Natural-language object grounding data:
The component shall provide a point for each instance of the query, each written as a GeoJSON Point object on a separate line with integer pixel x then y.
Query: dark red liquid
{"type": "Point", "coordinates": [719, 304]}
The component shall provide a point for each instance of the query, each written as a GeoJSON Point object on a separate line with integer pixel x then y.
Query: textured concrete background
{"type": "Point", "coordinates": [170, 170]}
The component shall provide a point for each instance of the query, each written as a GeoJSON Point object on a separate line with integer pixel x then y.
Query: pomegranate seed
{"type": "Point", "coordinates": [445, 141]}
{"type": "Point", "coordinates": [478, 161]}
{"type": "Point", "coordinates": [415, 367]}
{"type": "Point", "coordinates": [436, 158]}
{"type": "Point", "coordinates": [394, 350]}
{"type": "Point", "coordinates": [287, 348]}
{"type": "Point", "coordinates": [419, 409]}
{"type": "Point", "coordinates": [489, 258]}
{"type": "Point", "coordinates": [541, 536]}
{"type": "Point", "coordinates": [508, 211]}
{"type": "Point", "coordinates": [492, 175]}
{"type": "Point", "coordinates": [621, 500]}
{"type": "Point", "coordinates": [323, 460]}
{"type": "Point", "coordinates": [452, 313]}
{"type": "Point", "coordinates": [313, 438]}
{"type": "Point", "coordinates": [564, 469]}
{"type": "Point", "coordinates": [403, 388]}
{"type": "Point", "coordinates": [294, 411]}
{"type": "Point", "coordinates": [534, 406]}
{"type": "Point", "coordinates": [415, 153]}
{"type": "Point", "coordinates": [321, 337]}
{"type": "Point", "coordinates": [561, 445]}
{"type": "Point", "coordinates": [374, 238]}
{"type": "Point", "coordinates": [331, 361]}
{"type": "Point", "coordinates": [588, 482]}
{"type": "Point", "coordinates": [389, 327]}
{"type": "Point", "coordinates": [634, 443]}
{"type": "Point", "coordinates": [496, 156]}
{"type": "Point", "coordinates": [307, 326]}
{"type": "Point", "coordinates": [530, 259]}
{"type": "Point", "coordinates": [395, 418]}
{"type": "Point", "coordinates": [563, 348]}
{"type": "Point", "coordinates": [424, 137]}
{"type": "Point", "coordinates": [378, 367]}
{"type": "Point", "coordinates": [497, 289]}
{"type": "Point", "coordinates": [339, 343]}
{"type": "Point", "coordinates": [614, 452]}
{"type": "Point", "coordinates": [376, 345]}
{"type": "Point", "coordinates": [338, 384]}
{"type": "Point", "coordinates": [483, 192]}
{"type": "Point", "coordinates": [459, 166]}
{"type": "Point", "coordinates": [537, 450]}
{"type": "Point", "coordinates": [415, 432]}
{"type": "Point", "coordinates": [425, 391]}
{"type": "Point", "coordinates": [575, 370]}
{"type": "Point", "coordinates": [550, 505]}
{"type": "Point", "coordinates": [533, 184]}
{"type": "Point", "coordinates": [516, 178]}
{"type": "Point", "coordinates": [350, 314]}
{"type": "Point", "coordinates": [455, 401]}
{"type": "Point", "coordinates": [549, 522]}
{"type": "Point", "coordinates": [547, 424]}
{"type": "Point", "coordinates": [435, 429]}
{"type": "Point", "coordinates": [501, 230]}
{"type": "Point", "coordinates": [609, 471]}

ACTIVITY: For this exercise, restate every record word for word.

WRITTEN RESPONSE:
The component shall provide a point for each instance of the query, each written as a GeoJSON Point object on a separate line with integer pixel x then y.
Query: dark red liquid
{"type": "Point", "coordinates": [719, 304]}
The component shall provide a point for each instance of the query, each written as a GeoJSON Point object on a separate line with integer pixel x then y.
Query: textured concrete background
{"type": "Point", "coordinates": [170, 170]}
The component shall provide a point for each instance of the query, each written as a GeoJSON Point object on a separate line with integer pixel x then y.
Query: pomegranate seed
{"type": "Point", "coordinates": [445, 141]}
{"type": "Point", "coordinates": [478, 161]}
{"type": "Point", "coordinates": [415, 367]}
{"type": "Point", "coordinates": [436, 158]}
{"type": "Point", "coordinates": [394, 350]}
{"type": "Point", "coordinates": [287, 348]}
{"type": "Point", "coordinates": [419, 409]}
{"type": "Point", "coordinates": [489, 258]}
{"type": "Point", "coordinates": [541, 536]}
{"type": "Point", "coordinates": [508, 211]}
{"type": "Point", "coordinates": [492, 175]}
{"type": "Point", "coordinates": [621, 500]}
{"type": "Point", "coordinates": [323, 460]}
{"type": "Point", "coordinates": [452, 313]}
{"type": "Point", "coordinates": [313, 438]}
{"type": "Point", "coordinates": [564, 469]}
{"type": "Point", "coordinates": [403, 388]}
{"type": "Point", "coordinates": [294, 411]}
{"type": "Point", "coordinates": [534, 406]}
{"type": "Point", "coordinates": [415, 153]}
{"type": "Point", "coordinates": [321, 337]}
{"type": "Point", "coordinates": [561, 445]}
{"type": "Point", "coordinates": [374, 238]}
{"type": "Point", "coordinates": [331, 361]}
{"type": "Point", "coordinates": [588, 482]}
{"type": "Point", "coordinates": [389, 327]}
{"type": "Point", "coordinates": [634, 443]}
{"type": "Point", "coordinates": [496, 156]}
{"type": "Point", "coordinates": [307, 326]}
{"type": "Point", "coordinates": [530, 259]}
{"type": "Point", "coordinates": [395, 418]}
{"type": "Point", "coordinates": [563, 348]}
{"type": "Point", "coordinates": [424, 137]}
{"type": "Point", "coordinates": [378, 367]}
{"type": "Point", "coordinates": [497, 289]}
{"type": "Point", "coordinates": [339, 343]}
{"type": "Point", "coordinates": [614, 452]}
{"type": "Point", "coordinates": [376, 345]}
{"type": "Point", "coordinates": [338, 384]}
{"type": "Point", "coordinates": [483, 192]}
{"type": "Point", "coordinates": [459, 166]}
{"type": "Point", "coordinates": [537, 450]}
{"type": "Point", "coordinates": [415, 432]}
{"type": "Point", "coordinates": [425, 391]}
{"type": "Point", "coordinates": [575, 370]}
{"type": "Point", "coordinates": [550, 505]}
{"type": "Point", "coordinates": [533, 184]}
{"type": "Point", "coordinates": [516, 178]}
{"type": "Point", "coordinates": [350, 314]}
{"type": "Point", "coordinates": [455, 401]}
{"type": "Point", "coordinates": [549, 522]}
{"type": "Point", "coordinates": [547, 424]}
{"type": "Point", "coordinates": [435, 429]}
{"type": "Point", "coordinates": [501, 230]}
{"type": "Point", "coordinates": [609, 471]}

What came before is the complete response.